WORK REQUEST:
Copy the data that follows exactly, and include none of its images.

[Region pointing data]
>>>>>

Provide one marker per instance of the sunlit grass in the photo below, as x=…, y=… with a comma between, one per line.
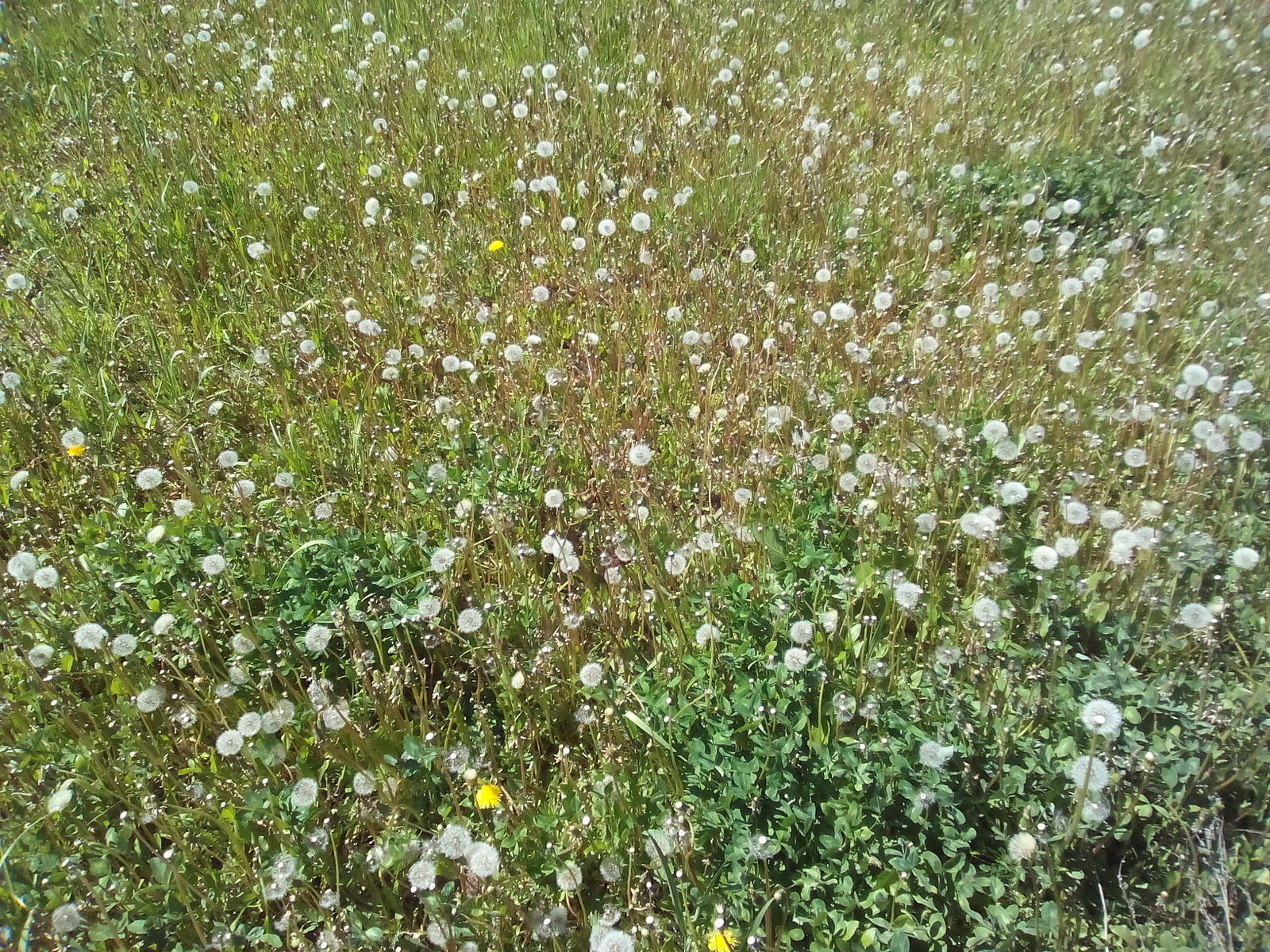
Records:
x=660, y=478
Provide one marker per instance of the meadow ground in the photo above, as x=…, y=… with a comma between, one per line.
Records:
x=618, y=476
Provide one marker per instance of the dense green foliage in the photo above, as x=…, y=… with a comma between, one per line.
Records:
x=779, y=478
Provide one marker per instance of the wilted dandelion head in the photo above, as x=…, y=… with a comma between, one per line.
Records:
x=90, y=636
x=483, y=860
x=1022, y=847
x=317, y=639
x=422, y=875
x=229, y=743
x=795, y=659
x=933, y=754
x=1195, y=616
x=569, y=877
x=1102, y=717
x=213, y=564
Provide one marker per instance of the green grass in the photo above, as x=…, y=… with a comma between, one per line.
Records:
x=704, y=782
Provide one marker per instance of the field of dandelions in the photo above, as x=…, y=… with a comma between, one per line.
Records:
x=645, y=476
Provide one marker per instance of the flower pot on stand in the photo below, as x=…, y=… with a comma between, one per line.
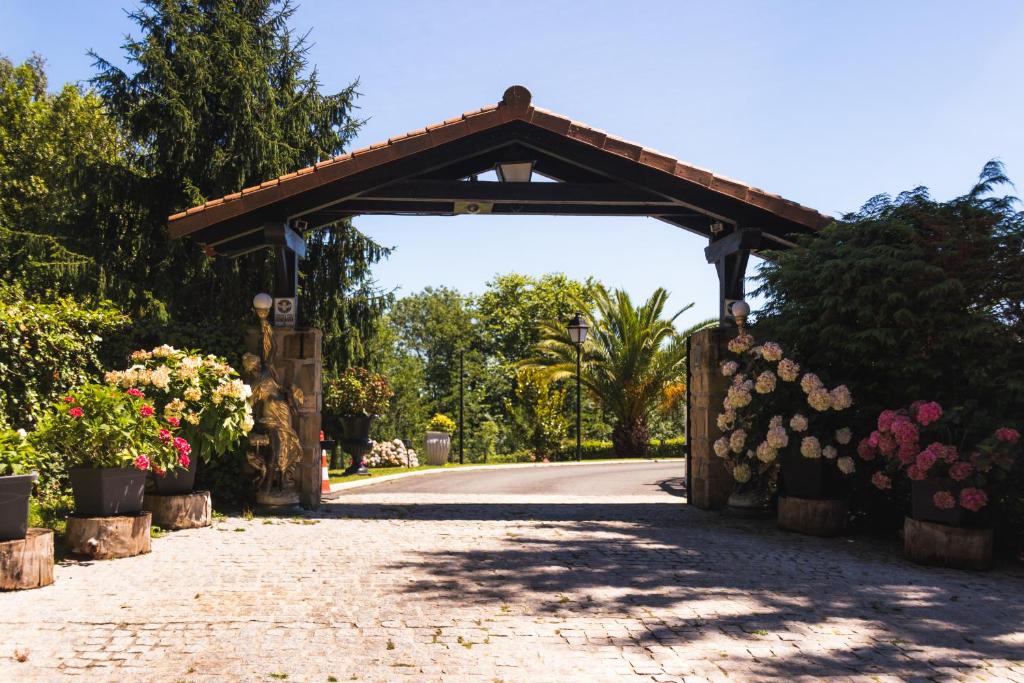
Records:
x=356, y=440
x=438, y=446
x=105, y=492
x=176, y=482
x=14, y=494
x=923, y=506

<<<<<

RESPONSE BELOW:
Provide one marker per instance of the sunlit grass in the photo below, as x=…, y=… with a comma between, one per line.
Records:
x=660, y=478
Provide one marker per instance of the meadow ground in the photo above, as x=…, y=… with a comma between, one per line.
Records:
x=618, y=476
Provide one marker per instance of the dense green foliage in the photo above, as x=…, y=… with a comma between, one per line.
Records:
x=779, y=478
Provide one marker per instance of the wilted dandelion head in the photo above, as x=…, y=… with a comma between, one per line.
Records:
x=90, y=636
x=483, y=860
x=1022, y=847
x=317, y=639
x=422, y=875
x=229, y=743
x=795, y=659
x=933, y=754
x=1195, y=616
x=569, y=877
x=1102, y=717
x=213, y=564
Provide one marker per instance of the green grass in the photo above, as x=…, y=… with a comma between, one per line.
Records:
x=704, y=782
Provide one marker per instance of the field of dandelions in the photo above, as x=…, y=… with a comma between, one per line.
Records:
x=645, y=476
Provide one marker per instance of the flower pot on stand in the photo below, as x=…, y=… with a comma between, one per line.
Records:
x=356, y=440
x=438, y=446
x=105, y=492
x=176, y=482
x=14, y=494
x=923, y=506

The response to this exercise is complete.